**EXERCISE REQUIREMENTS:** Your copy runs from the line containing "Target: beige background" through the last line of the listing, both included. Restate those lines word for word and leave out pictures.

**DATASET EXCERPTS:**

↓

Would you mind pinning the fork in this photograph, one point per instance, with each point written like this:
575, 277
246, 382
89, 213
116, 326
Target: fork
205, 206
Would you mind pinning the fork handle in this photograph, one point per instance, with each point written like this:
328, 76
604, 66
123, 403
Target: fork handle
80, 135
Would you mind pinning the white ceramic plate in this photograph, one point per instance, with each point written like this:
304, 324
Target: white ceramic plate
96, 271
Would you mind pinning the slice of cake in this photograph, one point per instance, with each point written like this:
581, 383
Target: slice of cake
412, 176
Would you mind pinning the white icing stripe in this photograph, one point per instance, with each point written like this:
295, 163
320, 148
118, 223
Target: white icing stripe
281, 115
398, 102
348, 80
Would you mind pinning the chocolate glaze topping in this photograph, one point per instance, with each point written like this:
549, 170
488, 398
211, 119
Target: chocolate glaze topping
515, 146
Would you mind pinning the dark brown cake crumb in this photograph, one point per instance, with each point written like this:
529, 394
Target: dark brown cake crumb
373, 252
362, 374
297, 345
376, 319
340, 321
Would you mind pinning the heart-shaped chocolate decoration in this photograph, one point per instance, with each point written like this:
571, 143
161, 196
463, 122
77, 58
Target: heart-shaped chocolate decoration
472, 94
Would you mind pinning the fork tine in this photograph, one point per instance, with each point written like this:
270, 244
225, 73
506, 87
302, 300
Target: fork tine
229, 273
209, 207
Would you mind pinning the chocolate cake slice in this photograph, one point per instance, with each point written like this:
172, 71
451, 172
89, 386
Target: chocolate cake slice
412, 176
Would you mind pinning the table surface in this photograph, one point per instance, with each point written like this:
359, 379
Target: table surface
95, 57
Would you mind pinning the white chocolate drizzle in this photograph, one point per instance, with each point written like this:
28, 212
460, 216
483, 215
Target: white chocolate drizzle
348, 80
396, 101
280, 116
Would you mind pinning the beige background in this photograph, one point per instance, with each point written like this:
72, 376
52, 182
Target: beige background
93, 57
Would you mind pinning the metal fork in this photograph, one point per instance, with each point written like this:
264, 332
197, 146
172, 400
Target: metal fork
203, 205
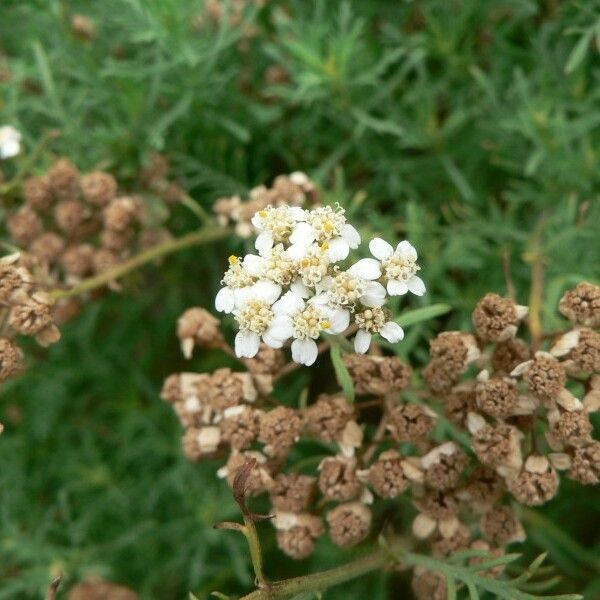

↑

**ANSWER TO THIS EXERCISE:**
Target: beige background
93, 57
Would you mind pinning the metal fork in this photograph, one point per instance, with each point written like this:
264, 332
197, 146
172, 400
Target: metal fork
203, 205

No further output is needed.